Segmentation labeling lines
--------

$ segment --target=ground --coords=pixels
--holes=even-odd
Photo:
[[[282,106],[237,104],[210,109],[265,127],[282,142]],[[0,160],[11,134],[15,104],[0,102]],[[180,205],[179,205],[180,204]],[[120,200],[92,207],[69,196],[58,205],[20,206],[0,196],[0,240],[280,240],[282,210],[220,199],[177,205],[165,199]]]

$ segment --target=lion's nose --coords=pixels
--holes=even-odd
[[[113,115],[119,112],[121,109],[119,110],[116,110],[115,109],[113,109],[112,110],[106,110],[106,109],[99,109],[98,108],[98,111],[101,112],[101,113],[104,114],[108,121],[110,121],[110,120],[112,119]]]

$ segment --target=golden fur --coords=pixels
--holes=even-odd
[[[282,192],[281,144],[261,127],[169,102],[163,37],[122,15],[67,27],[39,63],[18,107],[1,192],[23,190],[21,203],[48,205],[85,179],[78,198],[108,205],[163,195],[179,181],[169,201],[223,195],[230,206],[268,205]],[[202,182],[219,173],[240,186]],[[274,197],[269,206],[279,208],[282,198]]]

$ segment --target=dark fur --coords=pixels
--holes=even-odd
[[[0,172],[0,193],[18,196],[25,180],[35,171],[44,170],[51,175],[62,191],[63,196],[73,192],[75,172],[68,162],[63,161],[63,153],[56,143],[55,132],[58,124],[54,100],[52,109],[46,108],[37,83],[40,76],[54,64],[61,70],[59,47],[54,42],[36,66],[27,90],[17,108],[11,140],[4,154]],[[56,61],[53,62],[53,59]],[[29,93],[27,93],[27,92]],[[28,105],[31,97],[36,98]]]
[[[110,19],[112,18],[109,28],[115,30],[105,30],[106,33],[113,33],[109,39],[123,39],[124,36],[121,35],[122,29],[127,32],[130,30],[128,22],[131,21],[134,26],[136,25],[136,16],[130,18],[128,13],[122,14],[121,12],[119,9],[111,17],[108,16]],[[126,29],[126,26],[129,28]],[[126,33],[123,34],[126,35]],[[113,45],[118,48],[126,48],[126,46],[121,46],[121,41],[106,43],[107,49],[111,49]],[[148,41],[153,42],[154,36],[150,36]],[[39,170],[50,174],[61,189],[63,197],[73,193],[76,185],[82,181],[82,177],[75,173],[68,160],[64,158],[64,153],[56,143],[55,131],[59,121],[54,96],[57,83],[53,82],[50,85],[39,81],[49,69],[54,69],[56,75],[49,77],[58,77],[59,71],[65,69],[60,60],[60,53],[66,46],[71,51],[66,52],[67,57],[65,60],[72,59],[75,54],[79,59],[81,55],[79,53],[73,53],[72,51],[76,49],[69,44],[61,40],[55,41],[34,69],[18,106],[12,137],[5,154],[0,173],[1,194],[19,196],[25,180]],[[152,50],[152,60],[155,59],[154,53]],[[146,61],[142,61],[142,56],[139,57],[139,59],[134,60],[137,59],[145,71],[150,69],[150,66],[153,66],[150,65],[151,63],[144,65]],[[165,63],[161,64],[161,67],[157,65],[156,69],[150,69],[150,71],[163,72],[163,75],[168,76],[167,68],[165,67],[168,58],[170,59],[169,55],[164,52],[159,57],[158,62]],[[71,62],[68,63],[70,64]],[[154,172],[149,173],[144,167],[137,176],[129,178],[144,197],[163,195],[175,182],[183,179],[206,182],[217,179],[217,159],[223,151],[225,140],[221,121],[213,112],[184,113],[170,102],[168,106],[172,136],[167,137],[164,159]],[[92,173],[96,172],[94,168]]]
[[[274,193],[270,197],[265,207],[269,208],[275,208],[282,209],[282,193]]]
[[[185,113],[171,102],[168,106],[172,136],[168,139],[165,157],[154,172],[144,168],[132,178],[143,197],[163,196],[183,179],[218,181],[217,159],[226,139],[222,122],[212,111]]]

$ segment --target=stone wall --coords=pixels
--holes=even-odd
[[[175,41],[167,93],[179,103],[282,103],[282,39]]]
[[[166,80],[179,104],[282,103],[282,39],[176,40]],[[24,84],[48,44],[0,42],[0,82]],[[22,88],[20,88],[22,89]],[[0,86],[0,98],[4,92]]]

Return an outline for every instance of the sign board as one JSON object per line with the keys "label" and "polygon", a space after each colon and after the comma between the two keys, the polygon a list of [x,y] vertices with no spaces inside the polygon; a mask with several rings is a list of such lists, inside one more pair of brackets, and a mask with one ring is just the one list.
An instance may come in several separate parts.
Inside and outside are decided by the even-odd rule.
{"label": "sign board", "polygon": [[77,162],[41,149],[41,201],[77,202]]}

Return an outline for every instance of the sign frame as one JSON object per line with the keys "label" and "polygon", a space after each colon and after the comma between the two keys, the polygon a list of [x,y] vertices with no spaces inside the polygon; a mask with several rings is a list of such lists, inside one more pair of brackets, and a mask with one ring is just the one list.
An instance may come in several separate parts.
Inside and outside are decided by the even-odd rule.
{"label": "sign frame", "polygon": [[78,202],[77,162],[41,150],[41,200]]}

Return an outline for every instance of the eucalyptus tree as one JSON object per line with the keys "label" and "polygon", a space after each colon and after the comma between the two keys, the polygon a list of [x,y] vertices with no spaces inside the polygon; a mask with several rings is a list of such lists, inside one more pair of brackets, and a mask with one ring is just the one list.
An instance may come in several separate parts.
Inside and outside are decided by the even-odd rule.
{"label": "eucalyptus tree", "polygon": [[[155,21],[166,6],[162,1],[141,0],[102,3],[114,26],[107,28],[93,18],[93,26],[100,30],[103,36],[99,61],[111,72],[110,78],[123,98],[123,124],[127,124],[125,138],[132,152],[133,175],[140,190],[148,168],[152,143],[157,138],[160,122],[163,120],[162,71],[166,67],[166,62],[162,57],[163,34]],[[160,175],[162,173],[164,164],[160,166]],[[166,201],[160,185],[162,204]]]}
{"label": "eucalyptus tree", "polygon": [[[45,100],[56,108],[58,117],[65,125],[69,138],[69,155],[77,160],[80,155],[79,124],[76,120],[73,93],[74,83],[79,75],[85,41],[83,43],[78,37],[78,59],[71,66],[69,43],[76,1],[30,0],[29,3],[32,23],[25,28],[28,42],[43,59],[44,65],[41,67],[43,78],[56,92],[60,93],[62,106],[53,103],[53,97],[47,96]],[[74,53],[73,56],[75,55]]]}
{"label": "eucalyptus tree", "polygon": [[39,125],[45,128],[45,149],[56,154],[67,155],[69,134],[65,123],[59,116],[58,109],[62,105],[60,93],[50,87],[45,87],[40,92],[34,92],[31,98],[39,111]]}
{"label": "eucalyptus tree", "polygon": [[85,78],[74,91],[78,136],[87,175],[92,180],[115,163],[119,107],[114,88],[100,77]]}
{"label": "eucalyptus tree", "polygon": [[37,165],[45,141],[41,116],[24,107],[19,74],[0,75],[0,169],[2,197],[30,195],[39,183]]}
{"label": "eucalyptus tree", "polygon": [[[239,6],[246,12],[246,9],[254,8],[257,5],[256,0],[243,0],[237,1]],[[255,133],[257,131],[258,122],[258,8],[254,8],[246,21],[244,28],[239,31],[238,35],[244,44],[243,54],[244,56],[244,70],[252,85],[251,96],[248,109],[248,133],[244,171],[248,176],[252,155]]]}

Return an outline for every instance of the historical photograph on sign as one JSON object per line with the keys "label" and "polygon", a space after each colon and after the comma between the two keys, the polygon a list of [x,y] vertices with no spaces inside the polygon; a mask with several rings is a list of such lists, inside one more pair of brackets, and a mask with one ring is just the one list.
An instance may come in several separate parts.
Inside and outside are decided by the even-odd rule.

--------

§ YOUR TASK: Write out all of the lines above exactly as they appear.

§ RESULT OF THE EXERCISE:
$ segment --target=ground --coords=pixels
--holes=even-odd
Photo:
[[[282,106],[237,104],[210,109],[265,127],[282,142]],[[0,160],[11,134],[15,104],[0,102]],[[180,205],[179,205],[180,204]],[[120,200],[92,207],[69,196],[58,205],[20,206],[0,196],[0,240],[280,240],[282,210],[220,199],[177,205],[165,199]]]

$ segment --target=lion's nose --coords=pixels
--holes=even-odd
[[[113,115],[119,112],[121,109],[119,110],[116,110],[115,109],[113,109],[112,110],[106,110],[106,109],[99,109],[98,108],[98,111],[101,112],[101,113],[104,114],[108,121],[110,121],[110,120],[112,119]]]

$ segment --target=golden fur --coords=pixels
--holes=even-odd
[[[282,192],[281,144],[261,127],[169,102],[163,37],[122,15],[67,27],[39,63],[18,107],[1,192],[23,190],[21,203],[48,205],[85,179],[78,198],[108,205],[163,195],[179,181],[169,201],[223,195],[230,206],[268,205]],[[202,182],[219,173],[240,186]],[[274,197],[269,206],[279,208],[282,198]]]

$ segment --target=dark fur --coords=pixels
--holes=even-odd
[[[0,172],[0,193],[18,196],[25,180],[35,171],[44,170],[51,175],[62,191],[63,196],[73,192],[75,172],[68,162],[63,161],[63,153],[56,143],[55,132],[58,124],[54,100],[52,109],[46,108],[37,83],[40,76],[54,64],[61,70],[59,47],[54,42],[36,66],[27,90],[17,108],[11,140],[4,154]],[[56,61],[53,62],[53,59]],[[29,93],[27,93],[27,92]],[[28,105],[31,97],[36,98]]]
[[[110,19],[112,18],[109,28],[115,30],[105,30],[106,33],[113,33],[109,39],[123,39],[124,36],[121,35],[122,29],[127,32],[130,30],[128,22],[131,21],[134,26],[136,25],[136,16],[130,18],[128,13],[122,14],[121,12],[119,9],[111,17],[108,16]],[[126,29],[126,26],[129,28]],[[126,33],[123,34],[126,35]],[[113,45],[118,48],[126,48],[126,46],[121,46],[121,41],[106,43],[107,49],[111,49]],[[148,41],[153,42],[154,36],[150,36]],[[39,170],[50,174],[61,189],[63,197],[73,193],[76,185],[82,181],[82,177],[75,173],[68,160],[64,158],[64,153],[56,143],[55,131],[59,121],[54,96],[57,83],[53,82],[50,85],[39,81],[49,69],[54,69],[56,75],[49,77],[58,77],[59,71],[65,69],[60,60],[60,53],[66,46],[71,51],[66,52],[67,57],[65,60],[72,59],[75,54],[79,59],[81,55],[79,53],[73,53],[72,51],[76,49],[69,44],[61,40],[55,41],[34,69],[18,106],[12,137],[5,154],[0,173],[1,194],[19,196],[25,180]],[[152,50],[152,60],[155,59],[154,53]],[[146,61],[142,61],[142,56],[139,57],[139,59],[134,60],[137,59],[145,71],[150,69],[150,66],[153,66],[150,65],[151,63],[144,65]],[[165,63],[161,64],[161,67],[157,65],[156,69],[150,69],[150,71],[163,72],[163,75],[168,76],[167,68],[165,67],[168,58],[170,59],[169,55],[164,52],[159,57],[158,62]],[[71,62],[68,63],[70,64]],[[154,172],[149,173],[144,167],[137,176],[129,178],[144,197],[163,195],[175,182],[183,179],[206,182],[217,179],[217,159],[223,151],[225,140],[221,121],[213,112],[184,113],[170,102],[168,106],[172,136],[167,137],[164,159]],[[92,173],[96,172],[94,168]]]
[[[274,193],[270,197],[265,207],[269,208],[275,208],[282,209],[282,193]]]
[[[185,113],[171,102],[168,106],[172,136],[168,139],[165,157],[154,172],[144,168],[132,178],[143,197],[163,196],[183,179],[218,181],[217,159],[226,139],[222,122],[212,111]]]

$ segment --target=stone wall --coords=pixels
--holes=even-odd
[[[175,41],[167,93],[179,103],[282,103],[282,39]]]
[[[166,80],[179,104],[282,103],[282,39],[176,40]],[[24,84],[48,44],[0,42],[0,82]],[[22,88],[20,88],[22,89]],[[0,86],[0,98],[4,92]]]

Return an outline for every instance of the sign board as one JSON object per line with the keys "label" and "polygon", a space after each colon and after the comma between the two keys, the polygon a list of [x,y] vertices with no spaces inside the polygon; a mask with several rings is a list of such lists, inside one more pair of brackets, and a mask with one ring is just the one list.
An instance may come in several separate parts.
Inside and outside are decided by the even-odd rule.
{"label": "sign board", "polygon": [[77,162],[41,149],[41,201],[77,202]]}

Return an outline for every instance of the sign frame as one JSON object per line with the keys "label" and "polygon", a space after each colon and after the comma between the two keys, the polygon a list of [x,y] vertices with no spaces inside the polygon; a mask with several rings is a list of such lists, inside one more pair of brackets, and a mask with one ring is just the one list.
An instance may come in several separate parts.
Inside and outside are decided by the even-odd rule.
{"label": "sign frame", "polygon": [[78,202],[77,162],[41,150],[41,200]]}

Return an outline for every instance of the eucalyptus tree as one JSON object per line with the keys "label" and "polygon", a space after each colon and after the comma between the two keys, the polygon a list of [x,y] vertices with no spaces inside the polygon; a mask with several rings is a list of such lists, inside one more pair of brackets, and a mask with one ring is just the one list.
An instance may come in several separate parts.
Inside and outside are decided by the even-odd rule.
{"label": "eucalyptus tree", "polygon": [[[155,21],[166,6],[162,1],[141,0],[102,3],[114,26],[107,28],[93,18],[93,26],[100,30],[103,36],[99,61],[111,72],[110,78],[123,98],[123,124],[127,124],[125,138],[132,152],[133,175],[140,190],[148,168],[152,143],[157,138],[160,122],[163,120],[162,71],[166,67],[166,62],[162,57],[163,34]],[[160,175],[162,173],[164,164],[160,166]],[[166,201],[160,185],[162,204]]]}
{"label": "eucalyptus tree", "polygon": [[[45,100],[56,108],[58,117],[65,125],[69,138],[69,155],[77,160],[80,155],[79,124],[76,120],[73,93],[74,83],[79,75],[85,41],[83,43],[78,37],[78,59],[71,66],[69,43],[76,1],[30,0],[29,3],[32,23],[25,28],[28,42],[43,59],[44,65],[41,67],[43,78],[56,92],[60,93],[62,106],[53,103],[53,97],[47,96]],[[74,53],[73,56],[75,55]]]}
{"label": "eucalyptus tree", "polygon": [[39,125],[45,128],[45,149],[56,154],[67,155],[69,134],[65,123],[59,116],[58,109],[62,105],[60,93],[50,87],[45,87],[40,92],[34,92],[31,98],[39,111]]}
{"label": "eucalyptus tree", "polygon": [[85,78],[74,91],[78,136],[87,175],[92,180],[115,163],[119,107],[114,88],[100,77]]}
{"label": "eucalyptus tree", "polygon": [[37,165],[45,141],[41,116],[24,107],[19,74],[0,75],[0,169],[2,197],[30,195],[39,183]]}
{"label": "eucalyptus tree", "polygon": [[[239,6],[246,12],[246,9],[254,8],[257,5],[256,0],[243,0],[237,1]],[[255,133],[257,131],[258,122],[258,8],[254,8],[246,21],[244,28],[239,31],[238,35],[244,44],[243,54],[244,56],[244,70],[252,85],[251,96],[248,109],[248,133],[244,171],[248,176],[252,155]]]}

Return an outline for every instance of the historical photograph on sign as one JSON object per line with the keys "label" and "polygon", a space after each colon and after the comma between the two keys, the polygon a list of [x,y] vertices with no spaces inside the polygon; a mask with several rings is a list of such lists, inside one more pair of brackets, and a mask with one ring is just the one list.
An instance may come in several separate parts.
Inside and outside are decided by the even-odd rule.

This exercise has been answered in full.